**Written task**
Reproduce exactly the lines from the one containing "[indicate] the teal sneaker" through the last line of the records below, both included, and nothing else.

**Supplied entries**

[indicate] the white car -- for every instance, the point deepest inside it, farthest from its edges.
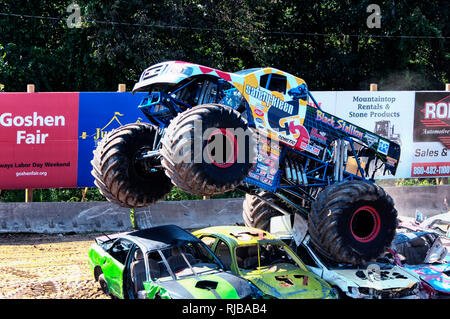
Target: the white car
(378, 280)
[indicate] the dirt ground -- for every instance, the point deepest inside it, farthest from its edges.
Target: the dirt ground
(39, 266)
(36, 266)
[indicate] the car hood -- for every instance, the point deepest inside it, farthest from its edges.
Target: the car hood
(219, 285)
(436, 275)
(286, 281)
(392, 278)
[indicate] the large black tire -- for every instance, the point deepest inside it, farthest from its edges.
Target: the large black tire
(257, 213)
(122, 179)
(188, 168)
(352, 222)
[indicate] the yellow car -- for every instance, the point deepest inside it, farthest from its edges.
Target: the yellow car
(266, 261)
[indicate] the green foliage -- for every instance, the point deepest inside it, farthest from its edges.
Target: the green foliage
(327, 43)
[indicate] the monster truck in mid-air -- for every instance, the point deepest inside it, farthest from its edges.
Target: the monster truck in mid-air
(255, 130)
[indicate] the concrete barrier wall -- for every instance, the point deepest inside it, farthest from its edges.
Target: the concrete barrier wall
(104, 216)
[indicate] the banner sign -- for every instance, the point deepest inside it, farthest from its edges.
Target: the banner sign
(99, 113)
(38, 140)
(431, 135)
(47, 139)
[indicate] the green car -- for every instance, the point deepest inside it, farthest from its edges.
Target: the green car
(265, 261)
(163, 262)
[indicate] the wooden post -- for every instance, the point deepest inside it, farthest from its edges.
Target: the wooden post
(83, 194)
(122, 88)
(29, 191)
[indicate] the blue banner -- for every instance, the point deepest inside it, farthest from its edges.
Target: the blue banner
(99, 113)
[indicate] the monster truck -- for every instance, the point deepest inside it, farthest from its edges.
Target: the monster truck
(260, 131)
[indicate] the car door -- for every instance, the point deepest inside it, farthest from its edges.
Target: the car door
(113, 267)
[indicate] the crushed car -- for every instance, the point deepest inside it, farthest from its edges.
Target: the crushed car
(164, 262)
(424, 254)
(301, 158)
(376, 280)
(265, 261)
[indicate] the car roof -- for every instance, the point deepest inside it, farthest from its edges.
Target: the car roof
(239, 235)
(161, 237)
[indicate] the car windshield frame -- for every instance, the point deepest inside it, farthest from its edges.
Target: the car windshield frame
(192, 268)
(279, 244)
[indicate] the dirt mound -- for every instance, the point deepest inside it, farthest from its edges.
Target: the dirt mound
(47, 267)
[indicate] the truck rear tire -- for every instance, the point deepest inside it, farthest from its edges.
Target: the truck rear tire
(186, 153)
(119, 176)
(352, 222)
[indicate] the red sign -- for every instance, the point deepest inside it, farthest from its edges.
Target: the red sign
(430, 169)
(38, 140)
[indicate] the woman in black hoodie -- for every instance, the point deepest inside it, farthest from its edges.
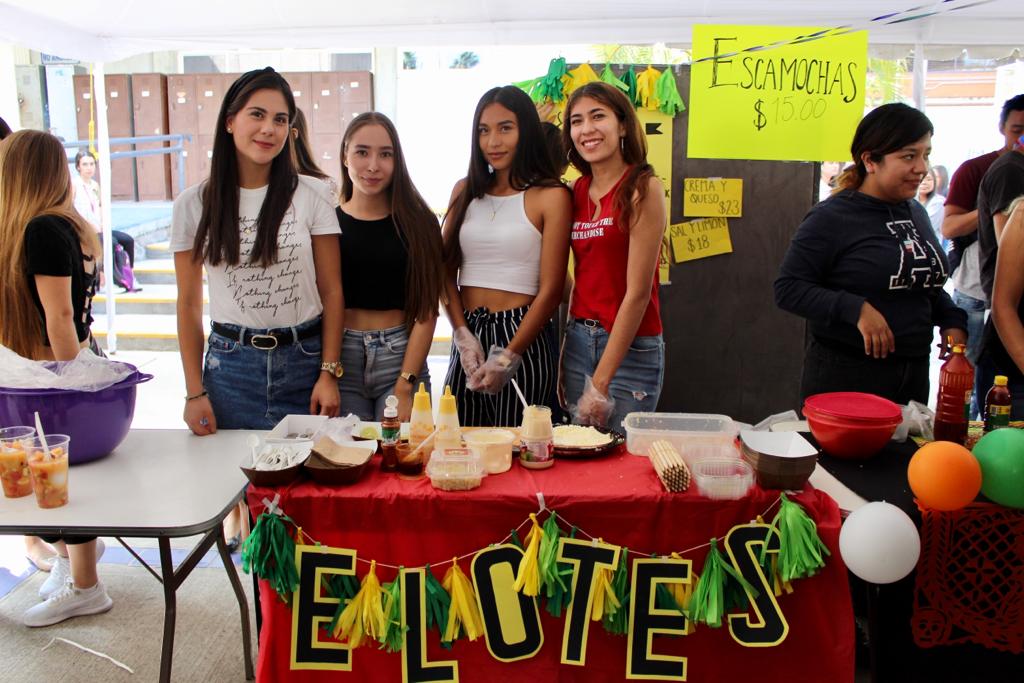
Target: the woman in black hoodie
(866, 271)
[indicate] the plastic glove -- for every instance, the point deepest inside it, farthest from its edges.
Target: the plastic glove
(470, 351)
(593, 408)
(495, 374)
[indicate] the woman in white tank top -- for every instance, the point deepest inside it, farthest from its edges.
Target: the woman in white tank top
(506, 242)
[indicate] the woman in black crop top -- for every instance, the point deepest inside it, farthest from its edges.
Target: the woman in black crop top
(49, 254)
(391, 271)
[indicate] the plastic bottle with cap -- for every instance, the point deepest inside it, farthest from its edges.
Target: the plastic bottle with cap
(421, 422)
(449, 430)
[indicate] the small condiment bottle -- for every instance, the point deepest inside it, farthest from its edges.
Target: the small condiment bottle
(997, 403)
(390, 427)
(421, 423)
(449, 431)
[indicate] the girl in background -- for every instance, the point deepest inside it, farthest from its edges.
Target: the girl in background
(391, 271)
(613, 355)
(506, 241)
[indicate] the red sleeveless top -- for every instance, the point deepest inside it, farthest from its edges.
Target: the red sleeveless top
(600, 250)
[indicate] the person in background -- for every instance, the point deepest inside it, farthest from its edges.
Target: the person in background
(866, 270)
(86, 191)
(1004, 345)
(506, 248)
(303, 158)
(49, 256)
(613, 354)
(391, 270)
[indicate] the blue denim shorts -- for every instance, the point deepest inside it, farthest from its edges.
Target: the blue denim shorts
(373, 361)
(636, 385)
(251, 388)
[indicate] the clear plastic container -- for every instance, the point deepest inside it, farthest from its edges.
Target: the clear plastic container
(723, 479)
(455, 469)
(682, 430)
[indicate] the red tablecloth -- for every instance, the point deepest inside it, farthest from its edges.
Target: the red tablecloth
(617, 498)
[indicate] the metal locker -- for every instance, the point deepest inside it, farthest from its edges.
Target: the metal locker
(150, 104)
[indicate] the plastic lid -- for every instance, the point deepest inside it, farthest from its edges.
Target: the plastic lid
(853, 406)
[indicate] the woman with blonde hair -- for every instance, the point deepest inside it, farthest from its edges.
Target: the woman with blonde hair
(49, 258)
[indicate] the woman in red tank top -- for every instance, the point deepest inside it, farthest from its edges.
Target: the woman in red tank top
(613, 355)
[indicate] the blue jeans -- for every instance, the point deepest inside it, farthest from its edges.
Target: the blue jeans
(636, 385)
(373, 361)
(251, 388)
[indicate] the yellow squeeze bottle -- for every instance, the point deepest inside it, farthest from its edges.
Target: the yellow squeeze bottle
(421, 422)
(449, 431)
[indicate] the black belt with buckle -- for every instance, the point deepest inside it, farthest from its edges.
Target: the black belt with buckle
(269, 340)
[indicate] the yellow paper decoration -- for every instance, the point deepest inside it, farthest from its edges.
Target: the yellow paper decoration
(527, 580)
(464, 610)
(365, 614)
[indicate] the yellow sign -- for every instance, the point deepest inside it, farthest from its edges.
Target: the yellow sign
(700, 239)
(713, 197)
(800, 101)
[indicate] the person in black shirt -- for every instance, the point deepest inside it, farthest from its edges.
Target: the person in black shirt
(49, 256)
(866, 270)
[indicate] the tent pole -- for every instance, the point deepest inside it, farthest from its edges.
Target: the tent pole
(103, 161)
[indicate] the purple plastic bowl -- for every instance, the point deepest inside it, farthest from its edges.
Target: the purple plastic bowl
(96, 421)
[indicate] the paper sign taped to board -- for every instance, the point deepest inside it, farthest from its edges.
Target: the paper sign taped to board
(699, 239)
(713, 197)
(799, 100)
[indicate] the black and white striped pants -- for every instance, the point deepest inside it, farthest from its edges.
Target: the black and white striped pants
(537, 375)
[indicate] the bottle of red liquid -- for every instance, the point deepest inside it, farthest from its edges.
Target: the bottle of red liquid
(997, 403)
(953, 406)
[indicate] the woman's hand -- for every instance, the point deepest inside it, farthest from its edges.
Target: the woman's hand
(325, 399)
(199, 416)
(879, 340)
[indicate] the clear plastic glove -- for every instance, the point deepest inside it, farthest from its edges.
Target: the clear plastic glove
(470, 351)
(593, 408)
(496, 373)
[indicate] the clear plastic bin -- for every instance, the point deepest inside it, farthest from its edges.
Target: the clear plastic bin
(699, 434)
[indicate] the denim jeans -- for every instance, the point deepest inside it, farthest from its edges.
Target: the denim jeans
(251, 388)
(635, 386)
(373, 361)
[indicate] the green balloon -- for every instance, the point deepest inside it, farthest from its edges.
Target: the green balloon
(1000, 455)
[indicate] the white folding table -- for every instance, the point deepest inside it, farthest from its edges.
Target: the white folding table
(161, 484)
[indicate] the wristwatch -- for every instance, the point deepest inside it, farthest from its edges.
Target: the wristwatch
(334, 368)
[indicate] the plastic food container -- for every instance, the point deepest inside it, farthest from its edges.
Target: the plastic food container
(455, 469)
(723, 479)
(493, 446)
(683, 430)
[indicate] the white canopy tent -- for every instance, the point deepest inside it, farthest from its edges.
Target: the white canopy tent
(103, 31)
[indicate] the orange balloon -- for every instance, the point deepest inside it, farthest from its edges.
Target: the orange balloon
(944, 475)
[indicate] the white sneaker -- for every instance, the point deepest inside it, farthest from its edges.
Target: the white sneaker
(60, 572)
(68, 602)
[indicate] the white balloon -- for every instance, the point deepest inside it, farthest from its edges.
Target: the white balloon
(880, 543)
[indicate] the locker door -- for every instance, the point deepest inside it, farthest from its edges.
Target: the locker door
(182, 117)
(150, 104)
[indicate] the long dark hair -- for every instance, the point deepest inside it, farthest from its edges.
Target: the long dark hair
(417, 224)
(531, 163)
(304, 161)
(217, 235)
(634, 146)
(884, 130)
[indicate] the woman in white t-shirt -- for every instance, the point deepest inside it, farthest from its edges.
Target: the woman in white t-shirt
(268, 239)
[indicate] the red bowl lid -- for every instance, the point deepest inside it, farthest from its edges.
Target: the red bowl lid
(854, 406)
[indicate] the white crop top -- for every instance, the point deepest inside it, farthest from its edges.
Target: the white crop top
(501, 249)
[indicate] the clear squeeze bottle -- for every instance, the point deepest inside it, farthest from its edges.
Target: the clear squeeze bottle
(953, 406)
(997, 403)
(421, 423)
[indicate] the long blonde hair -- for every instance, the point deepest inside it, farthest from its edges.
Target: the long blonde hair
(34, 181)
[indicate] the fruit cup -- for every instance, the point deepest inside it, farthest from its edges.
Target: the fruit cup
(49, 471)
(13, 462)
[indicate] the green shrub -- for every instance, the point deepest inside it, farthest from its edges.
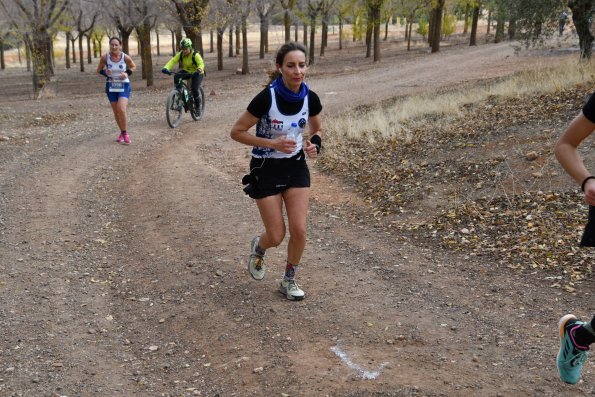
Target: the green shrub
(449, 24)
(422, 28)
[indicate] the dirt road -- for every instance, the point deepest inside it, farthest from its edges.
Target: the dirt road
(123, 273)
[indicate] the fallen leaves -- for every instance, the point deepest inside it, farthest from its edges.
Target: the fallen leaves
(481, 171)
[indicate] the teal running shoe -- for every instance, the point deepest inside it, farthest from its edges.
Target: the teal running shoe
(570, 359)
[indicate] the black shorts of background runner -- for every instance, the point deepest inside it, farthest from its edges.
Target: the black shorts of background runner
(588, 239)
(269, 177)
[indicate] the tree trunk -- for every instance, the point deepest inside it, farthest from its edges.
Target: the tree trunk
(287, 24)
(38, 43)
(238, 32)
(500, 21)
(489, 21)
(73, 42)
(220, 33)
(230, 54)
(369, 33)
(28, 53)
(437, 31)
(89, 58)
(245, 68)
(581, 12)
(2, 62)
(158, 42)
(81, 55)
(266, 37)
(473, 38)
(199, 45)
(512, 28)
(262, 35)
(125, 36)
(147, 53)
(340, 33)
(67, 54)
(323, 33)
(409, 35)
(305, 34)
(312, 37)
(386, 29)
(376, 15)
(431, 25)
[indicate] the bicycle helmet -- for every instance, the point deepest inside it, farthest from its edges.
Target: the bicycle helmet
(186, 43)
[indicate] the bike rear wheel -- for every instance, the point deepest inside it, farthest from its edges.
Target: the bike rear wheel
(197, 115)
(174, 109)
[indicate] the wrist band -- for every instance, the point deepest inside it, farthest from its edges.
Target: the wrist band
(585, 181)
(315, 139)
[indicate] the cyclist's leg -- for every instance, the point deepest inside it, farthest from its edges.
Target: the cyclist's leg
(196, 80)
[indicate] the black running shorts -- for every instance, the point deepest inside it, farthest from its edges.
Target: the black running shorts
(588, 239)
(269, 177)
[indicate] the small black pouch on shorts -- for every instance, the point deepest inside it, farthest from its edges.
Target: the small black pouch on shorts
(250, 181)
(588, 239)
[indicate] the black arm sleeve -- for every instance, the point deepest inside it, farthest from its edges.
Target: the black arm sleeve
(314, 105)
(260, 104)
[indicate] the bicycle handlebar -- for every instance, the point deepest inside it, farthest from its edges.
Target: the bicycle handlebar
(183, 74)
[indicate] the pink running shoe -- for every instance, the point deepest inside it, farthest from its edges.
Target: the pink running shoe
(126, 138)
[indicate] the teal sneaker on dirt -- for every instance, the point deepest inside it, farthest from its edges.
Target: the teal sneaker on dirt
(291, 290)
(256, 261)
(570, 359)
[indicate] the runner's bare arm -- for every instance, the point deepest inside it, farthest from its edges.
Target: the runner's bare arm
(239, 132)
(101, 64)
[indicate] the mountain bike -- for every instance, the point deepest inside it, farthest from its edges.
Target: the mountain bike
(181, 100)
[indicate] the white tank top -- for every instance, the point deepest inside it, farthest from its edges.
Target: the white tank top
(275, 124)
(117, 67)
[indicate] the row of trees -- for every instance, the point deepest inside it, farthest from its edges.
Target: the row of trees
(37, 23)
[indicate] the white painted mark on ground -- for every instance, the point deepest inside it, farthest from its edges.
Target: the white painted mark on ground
(365, 374)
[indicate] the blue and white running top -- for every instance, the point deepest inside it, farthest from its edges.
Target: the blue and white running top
(274, 124)
(117, 67)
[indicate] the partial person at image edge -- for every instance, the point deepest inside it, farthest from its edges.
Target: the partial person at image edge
(576, 336)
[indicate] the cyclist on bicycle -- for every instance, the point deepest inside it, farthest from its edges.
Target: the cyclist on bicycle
(192, 63)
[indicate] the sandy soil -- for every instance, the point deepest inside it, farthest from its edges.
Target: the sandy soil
(123, 267)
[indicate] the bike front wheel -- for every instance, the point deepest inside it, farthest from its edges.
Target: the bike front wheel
(198, 113)
(174, 109)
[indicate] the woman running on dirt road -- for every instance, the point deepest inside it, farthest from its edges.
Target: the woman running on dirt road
(575, 335)
(117, 66)
(279, 174)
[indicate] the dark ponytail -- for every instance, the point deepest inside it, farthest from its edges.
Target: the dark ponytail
(280, 57)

**Answer to this task**
[indicate] the teal sneaker on dirt -- for every instance, the point deepest inside it, farthest from its edges.
Target: the teal sneaker on dirt
(291, 290)
(256, 261)
(570, 359)
[indicate] the runner's bare arm -- for every instance, the point deepest inside it, farthest from its edges.
Target: the runner's bare arm
(239, 132)
(101, 64)
[indicate] the mountain bike -- for every instance, the point deepest inside it, farthest from its edges.
Target: the mountain bike
(181, 100)
[indicate] the white tank top -- for every instance, the point deepest inside it, farthest from its edges.
Target: the white tank top
(275, 124)
(117, 67)
[indicate] the row of trees -- for every instance, the point deepest inside it, farthest from its edges.
Target: the row of trees
(37, 23)
[indicate] the white painted mark on ground -- for every instance, the point deepest inside it, farthest from its edges.
Target: the white painted mark on ground
(365, 374)
[indicate] the blue and white running top -- for every instance, the point deepest inside it, farthest from its edges.
Target: the blue and white running top
(274, 124)
(117, 67)
[indicate] the partial person at image edge -- for every instance, the point deepest inside it, farthest from its edges.
Target: the partial person at image edge
(576, 336)
[indicate] the cyclist on bicycle -- for every instance, the point deepest inside it, farthest from its edges.
Target: the cyclist on bicycle
(192, 63)
[indicate] the sandy soil -- for every instance, the point deepest inside it, farthest from its edges.
Target: the sandy soil
(123, 267)
[indicate] the bike front wheel -- for every instance, the point deepest inside it, farthest from its edges.
Target: the bike front wheel
(198, 113)
(174, 109)
[indicate] the woman running on dirt road -- for every instance, the point deepest inside it, farthest from its edges.
Target: the woman running on dirt road
(575, 335)
(117, 66)
(279, 174)
[indicate] the dark ponytail -- for every instance, the point deepest inside it, farthest from its edges.
Target: the dark ponytail
(280, 57)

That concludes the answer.